> **Passage du texte**:
>>>

Si je devais sélectionner un sujet dans le TOP 5 des prises en charge les plus fréquentes et les plus complexes, ce serait l’anxiété de séparation. Alors bien sûr, le plus souvent, ce n’est pas dans ces termes que l’on m’explique les raisons pour lesquelles on fait appel à moi.
On évoquera par exemple :
des destructions plus ou moins massives
des plaintes du voisinage pour vocalises intempestives
de la malpropreté répétitive
un temps d’excitation inhabituel au retour de la famille
des signes de stress avant le départ
des comportements de léchages excessifs ou d’automutilation
des comportements dangereux pour le chien
Une situation est devenue ingérable et excessivement stressante
L’intensité, la fréquence et le nombre de ces manifestions variera en fonction des cas.
Mon travail consistera à prendre toutes les informations qui me seront nécessaires pour mettre en place un (gros et long) plan d’action et de suivi avec la famille.

<<<

Lignes d'un jeu de données de pointage
>>>

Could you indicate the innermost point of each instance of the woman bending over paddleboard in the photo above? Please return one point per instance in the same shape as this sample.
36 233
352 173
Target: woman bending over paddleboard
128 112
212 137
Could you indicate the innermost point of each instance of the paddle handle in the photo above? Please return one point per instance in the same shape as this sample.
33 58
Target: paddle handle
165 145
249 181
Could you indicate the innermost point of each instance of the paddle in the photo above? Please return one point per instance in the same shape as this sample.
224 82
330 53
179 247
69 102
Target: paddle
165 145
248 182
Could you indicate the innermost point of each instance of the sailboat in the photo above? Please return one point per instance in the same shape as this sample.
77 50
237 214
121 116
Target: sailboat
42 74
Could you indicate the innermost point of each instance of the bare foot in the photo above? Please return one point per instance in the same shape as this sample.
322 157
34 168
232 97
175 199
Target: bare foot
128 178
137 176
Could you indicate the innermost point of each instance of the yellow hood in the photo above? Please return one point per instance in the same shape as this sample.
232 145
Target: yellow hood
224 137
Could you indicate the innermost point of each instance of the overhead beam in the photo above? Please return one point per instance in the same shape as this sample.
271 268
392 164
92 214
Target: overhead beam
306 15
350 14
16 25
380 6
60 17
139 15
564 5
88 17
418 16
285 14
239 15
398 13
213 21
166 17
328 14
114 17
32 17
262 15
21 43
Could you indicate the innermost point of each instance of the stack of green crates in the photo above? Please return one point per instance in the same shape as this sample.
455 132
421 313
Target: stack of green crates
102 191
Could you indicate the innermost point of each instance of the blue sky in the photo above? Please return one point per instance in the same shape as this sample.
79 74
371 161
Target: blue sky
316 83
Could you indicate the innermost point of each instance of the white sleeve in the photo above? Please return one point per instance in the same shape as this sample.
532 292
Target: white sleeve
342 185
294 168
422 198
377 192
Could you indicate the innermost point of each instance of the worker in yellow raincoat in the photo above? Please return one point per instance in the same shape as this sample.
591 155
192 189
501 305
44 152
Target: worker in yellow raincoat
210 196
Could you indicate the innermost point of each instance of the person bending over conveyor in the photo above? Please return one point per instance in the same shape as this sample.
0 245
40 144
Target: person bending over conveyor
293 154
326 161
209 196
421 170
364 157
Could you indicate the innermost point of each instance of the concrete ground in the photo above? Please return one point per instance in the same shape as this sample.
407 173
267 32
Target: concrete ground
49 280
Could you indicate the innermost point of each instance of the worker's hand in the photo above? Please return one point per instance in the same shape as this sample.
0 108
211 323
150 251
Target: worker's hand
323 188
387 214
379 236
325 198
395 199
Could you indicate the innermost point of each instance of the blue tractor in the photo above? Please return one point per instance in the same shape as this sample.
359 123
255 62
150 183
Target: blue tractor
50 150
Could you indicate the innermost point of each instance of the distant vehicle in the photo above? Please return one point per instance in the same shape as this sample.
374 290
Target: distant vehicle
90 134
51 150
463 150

<<<

> **Liste des tâches**:
1. Recopiez le passage sur l'anxiété de séparation à partir des mots « Si je devais » jusqu'à « fonction des cas. » inclus, en substituant « chat » à « chien ».
2. Relevez tous les points de la liste introduite par « On évoquera par exemple : » dans le passage.
Ce matériel n'a aucun rapport avec le passage.

> **Résultats**:
1.
Si je devais sélectionner un sujet dans le TOP 5 des prises en charge les plus fréquentes et les plus complexes, ce serait l’anxiété de séparation. Alors bien sûr, le plus souvent, ce n’est pas dans ces termes que l’on m’explique les raisons pour lesquelles on fait appel à moi.
On évoquera par exemple :
des destructions plus ou moins massives
des plaintes du voisinage pour vocalises intempestives
de la malpropreté répétitive
un temps d’excitation inhabituel au retour de la famille
des signes de stress avant le départ
des comportements de léchages excessifs ou d’automutilation
des comportements dangereux pour le chat
Une situation est devenue ingérable et excessivement stressante
L’intensité, la fréquence et le nombre de ces manifestions variera en fonction des cas.

2.
- des destructions plus ou moins massives
- des plaintes du voisinage pour vocalises intempestives
- de la malpropreté répétitive
- un temps d'excitation inhabituel au retour de la famille
- des signes de stress avant le départ
- des comportements de léchages excessifs ou d'automutilation
- des comportements dangereux pour le chien
- Une situation est devenue ingérable et excessivement stressante